Great information thanks!


I also had similar issues with some cheaper Hertz although the newest high end models have many fans.

Maybe similiar or in the range of the HAT Unity or Clarus?


----------



## kizz (Jun 22, 2009)

Ive heard HAT on a sound board. Can't say how they will sound in a car. I just know Im really happy with what I have. Do you have somewhere you can audition speakers?


----------



## Alrojoca (Oct 5, 2012)

Thanks for posting all the info, including details of SQ and list of other good models used before.

I was looking at the HSK,s or some of the HAT or go cheap with the JBL'S. I know of no HAT distributor in my area, I will have to find one to go and listen to both sets if I can find an ID dealer, then go from there.

This is a good new option for me. My issue is that the tweeters will need to go in the window sail panel or on the dash.

can you post a pick of your kick panel tweeter placement, I know the location is the key for better sound, I do not have TA but I will have an HU that will have that.


----------



## DonH (Jun 25, 2009)

Alrojoca said:


> Thanks for posting all the info, including details of SQ and list of other good models used before.
> 
> I was looking at the HSK,s or some of the HAT or go cheap with the JBL'S. I know of no HAT distributor in my area, I will have to find one to go and listen to both sets if I can find an ID dealer, then go from there.
> 
> ...


the tweeters should fit your sail panel. A old co worker put them in the sail no problem. He made small pods. only using kitty hair. no fiberglass needed for tweets


----------



## kizz (Jun 22, 2009)

### DIRECTION 1
Does each statement agree with the car audio thread? Answer yes or no for each, and quote the words from the thread that decide it.
(a) Alrojoca knows of a HAT distributor in the area.
(b) DonH says fiberglass is needed to mount the tweeters.
(c) kizz has heard HAT on a sound board.
The car audio thread above has no connection to the records that come after it.

### RECORD EXCERPTS

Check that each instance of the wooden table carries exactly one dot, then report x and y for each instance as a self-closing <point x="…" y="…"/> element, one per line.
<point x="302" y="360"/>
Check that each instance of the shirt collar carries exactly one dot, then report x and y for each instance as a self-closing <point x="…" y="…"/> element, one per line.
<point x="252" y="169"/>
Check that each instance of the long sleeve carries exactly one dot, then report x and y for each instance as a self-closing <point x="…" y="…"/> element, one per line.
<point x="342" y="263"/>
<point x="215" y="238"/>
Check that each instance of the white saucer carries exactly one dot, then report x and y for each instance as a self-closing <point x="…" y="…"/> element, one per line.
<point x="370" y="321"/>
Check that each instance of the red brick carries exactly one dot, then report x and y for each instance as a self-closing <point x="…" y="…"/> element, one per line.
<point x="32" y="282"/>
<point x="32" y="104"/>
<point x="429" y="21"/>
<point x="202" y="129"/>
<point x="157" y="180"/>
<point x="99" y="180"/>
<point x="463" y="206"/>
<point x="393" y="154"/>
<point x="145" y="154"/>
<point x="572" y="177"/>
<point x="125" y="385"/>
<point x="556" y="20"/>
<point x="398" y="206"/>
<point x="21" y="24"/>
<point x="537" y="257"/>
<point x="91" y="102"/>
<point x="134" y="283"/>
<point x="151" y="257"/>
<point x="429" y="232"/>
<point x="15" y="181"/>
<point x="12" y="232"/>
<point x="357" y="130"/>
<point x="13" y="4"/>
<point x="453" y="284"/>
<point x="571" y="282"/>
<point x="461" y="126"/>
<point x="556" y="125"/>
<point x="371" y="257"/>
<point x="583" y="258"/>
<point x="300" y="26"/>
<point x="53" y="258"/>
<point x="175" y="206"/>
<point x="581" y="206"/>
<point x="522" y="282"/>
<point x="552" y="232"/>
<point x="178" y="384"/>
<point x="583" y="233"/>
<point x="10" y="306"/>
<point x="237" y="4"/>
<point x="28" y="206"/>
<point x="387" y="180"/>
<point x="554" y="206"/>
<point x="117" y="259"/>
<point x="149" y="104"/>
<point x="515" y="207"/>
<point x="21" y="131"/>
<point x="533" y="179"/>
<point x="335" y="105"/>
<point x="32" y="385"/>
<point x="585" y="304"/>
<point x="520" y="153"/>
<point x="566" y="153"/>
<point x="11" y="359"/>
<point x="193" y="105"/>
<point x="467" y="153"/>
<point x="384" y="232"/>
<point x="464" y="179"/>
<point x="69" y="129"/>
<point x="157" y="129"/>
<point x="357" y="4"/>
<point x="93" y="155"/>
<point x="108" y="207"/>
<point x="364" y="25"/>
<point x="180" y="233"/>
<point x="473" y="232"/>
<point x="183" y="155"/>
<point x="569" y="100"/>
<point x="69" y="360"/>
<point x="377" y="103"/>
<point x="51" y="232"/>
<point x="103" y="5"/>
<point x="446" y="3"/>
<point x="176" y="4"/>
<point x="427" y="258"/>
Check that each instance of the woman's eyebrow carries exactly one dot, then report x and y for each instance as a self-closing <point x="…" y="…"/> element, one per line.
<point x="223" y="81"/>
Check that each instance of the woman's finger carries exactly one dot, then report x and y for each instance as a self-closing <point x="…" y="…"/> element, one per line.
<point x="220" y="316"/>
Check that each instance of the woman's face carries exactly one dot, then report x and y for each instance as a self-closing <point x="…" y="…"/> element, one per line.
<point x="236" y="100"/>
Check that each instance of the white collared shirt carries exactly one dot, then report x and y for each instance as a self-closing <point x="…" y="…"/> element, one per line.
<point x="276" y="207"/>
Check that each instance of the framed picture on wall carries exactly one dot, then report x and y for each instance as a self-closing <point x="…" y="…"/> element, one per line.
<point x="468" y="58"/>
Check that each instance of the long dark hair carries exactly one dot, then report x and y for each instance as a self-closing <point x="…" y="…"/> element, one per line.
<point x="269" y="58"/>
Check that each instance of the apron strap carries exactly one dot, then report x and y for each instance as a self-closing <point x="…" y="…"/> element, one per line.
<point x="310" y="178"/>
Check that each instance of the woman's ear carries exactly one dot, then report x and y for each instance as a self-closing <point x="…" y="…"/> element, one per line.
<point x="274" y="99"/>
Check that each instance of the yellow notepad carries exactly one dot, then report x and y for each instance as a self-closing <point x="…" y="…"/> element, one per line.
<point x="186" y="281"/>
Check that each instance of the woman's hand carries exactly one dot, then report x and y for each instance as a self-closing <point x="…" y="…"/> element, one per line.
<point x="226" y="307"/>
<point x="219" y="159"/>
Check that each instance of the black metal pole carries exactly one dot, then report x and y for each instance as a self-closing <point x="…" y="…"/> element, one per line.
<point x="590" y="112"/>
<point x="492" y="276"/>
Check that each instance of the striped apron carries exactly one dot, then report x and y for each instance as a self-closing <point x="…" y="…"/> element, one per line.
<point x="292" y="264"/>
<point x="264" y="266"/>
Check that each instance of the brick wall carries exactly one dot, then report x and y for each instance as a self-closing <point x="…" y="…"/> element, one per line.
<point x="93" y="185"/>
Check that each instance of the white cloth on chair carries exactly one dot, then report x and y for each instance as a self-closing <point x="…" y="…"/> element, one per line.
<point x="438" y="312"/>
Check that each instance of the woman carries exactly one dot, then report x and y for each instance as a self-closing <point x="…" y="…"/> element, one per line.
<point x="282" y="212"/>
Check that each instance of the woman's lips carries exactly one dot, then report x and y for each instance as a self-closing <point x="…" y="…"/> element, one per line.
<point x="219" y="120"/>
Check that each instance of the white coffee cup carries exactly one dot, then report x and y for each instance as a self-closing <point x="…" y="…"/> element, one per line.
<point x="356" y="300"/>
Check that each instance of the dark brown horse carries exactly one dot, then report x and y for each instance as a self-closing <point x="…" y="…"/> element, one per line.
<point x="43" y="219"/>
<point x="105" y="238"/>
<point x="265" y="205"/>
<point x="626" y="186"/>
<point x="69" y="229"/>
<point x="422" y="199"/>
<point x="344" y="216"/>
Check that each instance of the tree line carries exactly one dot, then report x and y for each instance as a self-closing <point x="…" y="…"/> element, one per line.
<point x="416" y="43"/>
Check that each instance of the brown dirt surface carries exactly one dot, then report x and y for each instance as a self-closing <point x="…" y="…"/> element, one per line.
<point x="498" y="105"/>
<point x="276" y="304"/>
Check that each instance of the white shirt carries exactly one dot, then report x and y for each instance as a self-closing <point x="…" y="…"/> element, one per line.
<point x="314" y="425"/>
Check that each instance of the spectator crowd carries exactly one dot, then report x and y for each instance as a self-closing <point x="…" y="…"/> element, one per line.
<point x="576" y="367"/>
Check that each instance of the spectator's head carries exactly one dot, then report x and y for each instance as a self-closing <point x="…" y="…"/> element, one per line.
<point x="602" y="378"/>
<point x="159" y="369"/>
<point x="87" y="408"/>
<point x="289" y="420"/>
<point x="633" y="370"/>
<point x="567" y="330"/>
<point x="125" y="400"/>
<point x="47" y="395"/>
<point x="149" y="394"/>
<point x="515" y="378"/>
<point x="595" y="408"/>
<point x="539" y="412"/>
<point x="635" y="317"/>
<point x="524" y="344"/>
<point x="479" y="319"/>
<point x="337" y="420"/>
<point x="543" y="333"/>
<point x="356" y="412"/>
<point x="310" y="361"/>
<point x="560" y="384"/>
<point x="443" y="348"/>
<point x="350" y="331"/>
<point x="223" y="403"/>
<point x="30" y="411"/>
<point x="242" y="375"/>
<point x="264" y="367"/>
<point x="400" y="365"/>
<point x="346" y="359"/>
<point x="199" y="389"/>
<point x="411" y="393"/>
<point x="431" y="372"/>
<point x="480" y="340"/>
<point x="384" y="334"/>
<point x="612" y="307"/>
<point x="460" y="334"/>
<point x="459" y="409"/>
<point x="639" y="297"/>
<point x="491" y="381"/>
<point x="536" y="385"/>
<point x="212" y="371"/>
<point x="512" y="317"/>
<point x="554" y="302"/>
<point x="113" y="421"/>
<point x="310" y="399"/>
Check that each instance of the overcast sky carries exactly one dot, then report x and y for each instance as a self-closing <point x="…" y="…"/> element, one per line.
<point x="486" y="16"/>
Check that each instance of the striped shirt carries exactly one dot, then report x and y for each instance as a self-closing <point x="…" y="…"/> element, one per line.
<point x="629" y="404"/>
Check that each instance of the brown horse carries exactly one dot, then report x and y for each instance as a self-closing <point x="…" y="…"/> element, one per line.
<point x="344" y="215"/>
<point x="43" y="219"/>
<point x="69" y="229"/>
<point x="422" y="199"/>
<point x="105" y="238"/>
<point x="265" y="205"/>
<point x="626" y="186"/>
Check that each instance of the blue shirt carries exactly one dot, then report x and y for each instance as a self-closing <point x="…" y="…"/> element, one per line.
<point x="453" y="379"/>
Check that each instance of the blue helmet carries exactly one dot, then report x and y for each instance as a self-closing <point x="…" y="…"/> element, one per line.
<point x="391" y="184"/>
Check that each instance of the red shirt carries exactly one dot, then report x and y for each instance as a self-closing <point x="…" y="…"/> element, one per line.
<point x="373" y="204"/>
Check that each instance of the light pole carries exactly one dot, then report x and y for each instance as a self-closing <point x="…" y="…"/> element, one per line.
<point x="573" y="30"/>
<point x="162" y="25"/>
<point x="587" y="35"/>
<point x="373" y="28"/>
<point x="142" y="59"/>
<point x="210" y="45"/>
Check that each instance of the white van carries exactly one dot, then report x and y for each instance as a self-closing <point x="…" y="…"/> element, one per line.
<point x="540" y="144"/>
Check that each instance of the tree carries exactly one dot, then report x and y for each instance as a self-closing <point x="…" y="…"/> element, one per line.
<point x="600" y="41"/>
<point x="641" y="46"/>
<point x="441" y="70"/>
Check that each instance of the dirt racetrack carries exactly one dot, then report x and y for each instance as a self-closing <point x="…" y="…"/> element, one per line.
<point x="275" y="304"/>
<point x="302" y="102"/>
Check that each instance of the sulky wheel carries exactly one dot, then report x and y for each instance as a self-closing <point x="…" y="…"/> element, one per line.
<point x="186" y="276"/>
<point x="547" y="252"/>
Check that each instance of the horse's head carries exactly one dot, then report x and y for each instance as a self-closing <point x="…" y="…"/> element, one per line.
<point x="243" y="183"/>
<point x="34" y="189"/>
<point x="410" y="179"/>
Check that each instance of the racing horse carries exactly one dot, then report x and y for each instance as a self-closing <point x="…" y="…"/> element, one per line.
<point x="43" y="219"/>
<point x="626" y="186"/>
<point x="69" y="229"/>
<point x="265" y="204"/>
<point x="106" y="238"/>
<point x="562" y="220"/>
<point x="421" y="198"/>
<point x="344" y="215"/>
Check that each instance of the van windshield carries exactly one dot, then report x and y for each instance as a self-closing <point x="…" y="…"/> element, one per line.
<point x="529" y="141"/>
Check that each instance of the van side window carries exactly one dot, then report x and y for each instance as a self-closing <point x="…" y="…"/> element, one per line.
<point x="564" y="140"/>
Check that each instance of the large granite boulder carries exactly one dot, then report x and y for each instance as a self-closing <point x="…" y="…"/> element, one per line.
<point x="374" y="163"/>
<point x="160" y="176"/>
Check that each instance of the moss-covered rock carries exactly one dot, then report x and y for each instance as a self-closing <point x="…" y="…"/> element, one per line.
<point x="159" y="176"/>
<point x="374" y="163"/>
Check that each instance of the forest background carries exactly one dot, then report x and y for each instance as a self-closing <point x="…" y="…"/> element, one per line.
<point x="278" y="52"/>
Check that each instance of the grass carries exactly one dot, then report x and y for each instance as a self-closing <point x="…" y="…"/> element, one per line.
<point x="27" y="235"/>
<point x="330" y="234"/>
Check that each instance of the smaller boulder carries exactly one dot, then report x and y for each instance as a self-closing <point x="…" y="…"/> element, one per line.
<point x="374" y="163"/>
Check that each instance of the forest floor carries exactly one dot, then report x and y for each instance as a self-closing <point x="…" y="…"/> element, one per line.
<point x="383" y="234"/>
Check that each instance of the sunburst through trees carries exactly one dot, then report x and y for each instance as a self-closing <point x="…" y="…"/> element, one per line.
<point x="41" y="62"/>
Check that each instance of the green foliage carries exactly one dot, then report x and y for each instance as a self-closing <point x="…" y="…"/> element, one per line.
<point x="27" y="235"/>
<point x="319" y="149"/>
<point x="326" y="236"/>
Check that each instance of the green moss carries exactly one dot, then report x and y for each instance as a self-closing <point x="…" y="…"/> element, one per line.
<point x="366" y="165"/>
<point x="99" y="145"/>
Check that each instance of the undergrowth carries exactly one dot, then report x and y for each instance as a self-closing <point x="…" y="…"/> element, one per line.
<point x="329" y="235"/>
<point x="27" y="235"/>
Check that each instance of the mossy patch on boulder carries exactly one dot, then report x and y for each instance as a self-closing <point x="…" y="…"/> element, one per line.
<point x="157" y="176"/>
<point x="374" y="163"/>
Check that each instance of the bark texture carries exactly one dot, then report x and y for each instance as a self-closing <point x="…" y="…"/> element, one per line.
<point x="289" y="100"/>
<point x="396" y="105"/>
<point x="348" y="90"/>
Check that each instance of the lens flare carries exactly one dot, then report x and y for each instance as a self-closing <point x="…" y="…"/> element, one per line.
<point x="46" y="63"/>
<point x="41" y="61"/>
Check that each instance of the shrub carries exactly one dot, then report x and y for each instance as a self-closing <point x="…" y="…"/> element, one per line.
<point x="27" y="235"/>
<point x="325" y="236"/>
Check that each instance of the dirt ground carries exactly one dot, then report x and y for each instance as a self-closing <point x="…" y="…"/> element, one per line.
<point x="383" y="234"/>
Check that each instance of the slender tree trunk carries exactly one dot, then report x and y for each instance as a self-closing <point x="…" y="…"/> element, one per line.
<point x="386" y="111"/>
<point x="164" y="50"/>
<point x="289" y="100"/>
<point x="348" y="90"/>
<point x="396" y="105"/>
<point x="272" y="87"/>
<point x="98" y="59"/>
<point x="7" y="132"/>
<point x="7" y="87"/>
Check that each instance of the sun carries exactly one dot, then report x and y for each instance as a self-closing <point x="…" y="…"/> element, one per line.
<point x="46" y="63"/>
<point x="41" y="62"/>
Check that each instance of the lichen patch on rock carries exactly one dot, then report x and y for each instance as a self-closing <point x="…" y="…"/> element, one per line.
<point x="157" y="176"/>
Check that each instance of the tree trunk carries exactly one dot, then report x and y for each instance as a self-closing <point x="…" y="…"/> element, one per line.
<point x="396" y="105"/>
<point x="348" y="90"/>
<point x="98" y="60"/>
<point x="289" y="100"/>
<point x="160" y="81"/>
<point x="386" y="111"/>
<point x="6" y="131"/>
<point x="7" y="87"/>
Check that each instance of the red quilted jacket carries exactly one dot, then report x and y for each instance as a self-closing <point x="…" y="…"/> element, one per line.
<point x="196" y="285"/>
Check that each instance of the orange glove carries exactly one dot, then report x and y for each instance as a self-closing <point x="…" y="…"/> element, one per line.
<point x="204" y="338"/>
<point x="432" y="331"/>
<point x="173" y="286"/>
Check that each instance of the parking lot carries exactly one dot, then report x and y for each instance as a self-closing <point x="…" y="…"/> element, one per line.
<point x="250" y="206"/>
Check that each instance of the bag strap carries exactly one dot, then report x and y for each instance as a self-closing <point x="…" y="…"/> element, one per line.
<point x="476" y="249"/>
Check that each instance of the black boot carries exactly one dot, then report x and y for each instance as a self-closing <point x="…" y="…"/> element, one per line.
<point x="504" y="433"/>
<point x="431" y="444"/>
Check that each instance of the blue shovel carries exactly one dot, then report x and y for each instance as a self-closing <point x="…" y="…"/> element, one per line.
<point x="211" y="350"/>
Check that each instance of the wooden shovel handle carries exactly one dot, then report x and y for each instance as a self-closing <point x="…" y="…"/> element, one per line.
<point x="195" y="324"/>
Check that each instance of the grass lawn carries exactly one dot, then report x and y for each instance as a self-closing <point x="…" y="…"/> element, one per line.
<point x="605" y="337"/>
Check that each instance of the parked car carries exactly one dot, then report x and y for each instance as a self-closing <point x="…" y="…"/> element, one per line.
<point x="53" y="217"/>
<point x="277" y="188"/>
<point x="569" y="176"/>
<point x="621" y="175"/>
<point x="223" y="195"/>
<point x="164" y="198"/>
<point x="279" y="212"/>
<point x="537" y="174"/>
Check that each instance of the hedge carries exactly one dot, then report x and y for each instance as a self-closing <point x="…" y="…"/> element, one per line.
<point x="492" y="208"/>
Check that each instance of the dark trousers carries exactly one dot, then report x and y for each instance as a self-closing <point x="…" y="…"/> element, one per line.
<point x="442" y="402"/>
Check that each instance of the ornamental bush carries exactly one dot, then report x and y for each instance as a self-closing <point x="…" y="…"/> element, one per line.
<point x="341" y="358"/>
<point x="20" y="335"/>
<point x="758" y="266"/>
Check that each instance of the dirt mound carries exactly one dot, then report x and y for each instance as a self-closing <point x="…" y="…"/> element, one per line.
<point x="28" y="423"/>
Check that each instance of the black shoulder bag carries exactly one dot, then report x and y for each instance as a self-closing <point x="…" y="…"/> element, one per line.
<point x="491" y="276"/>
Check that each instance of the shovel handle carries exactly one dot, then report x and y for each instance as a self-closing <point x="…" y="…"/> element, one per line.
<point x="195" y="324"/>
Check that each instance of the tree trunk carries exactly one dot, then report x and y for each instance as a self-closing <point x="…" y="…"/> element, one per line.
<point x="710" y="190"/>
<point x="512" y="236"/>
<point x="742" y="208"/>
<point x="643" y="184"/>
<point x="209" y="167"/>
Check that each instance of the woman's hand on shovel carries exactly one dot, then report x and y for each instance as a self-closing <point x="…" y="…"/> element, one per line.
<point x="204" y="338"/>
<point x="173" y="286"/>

### DIRECTION 2
Which lines of the records contain the word "white"? List every one of them in full.

### EXERCISE RESPONSE 1
(a) No: "I know of no HAT distributor in my area"
(b) No: "no fiberglass needed for tweets"
(c) Yes: "Ive heard HAT on a sound board."

### EXERCISE RESPONSE 2
Check that each instance of the white saucer carries exactly one dot, then report x and y for each instance as a self-closing <point x="…" y="…"/> element, one per line.
Check that each instance of the white collared shirt carries exactly one dot, then report x and y for each instance as a self-closing <point x="…" y="…"/> element, one per line.
Check that each instance of the white cloth on chair carries exactly one dot, then report x and y for each instance as a self-closing <point x="…" y="…"/> element, one per line.
Check that each instance of the white coffee cup carries exactly one dot, then report x and y for each instance as a self-closing <point x="…" y="…"/> element, one per line.
Check that each instance of the white shirt carries exactly one dot, then report x and y for each instance as a self-closing <point x="…" y="…"/> element, one per line.
Check that each instance of the white van carries exactly one dot, then report x and y for each instance as a self-closing <point x="…" y="…"/> element, one per line.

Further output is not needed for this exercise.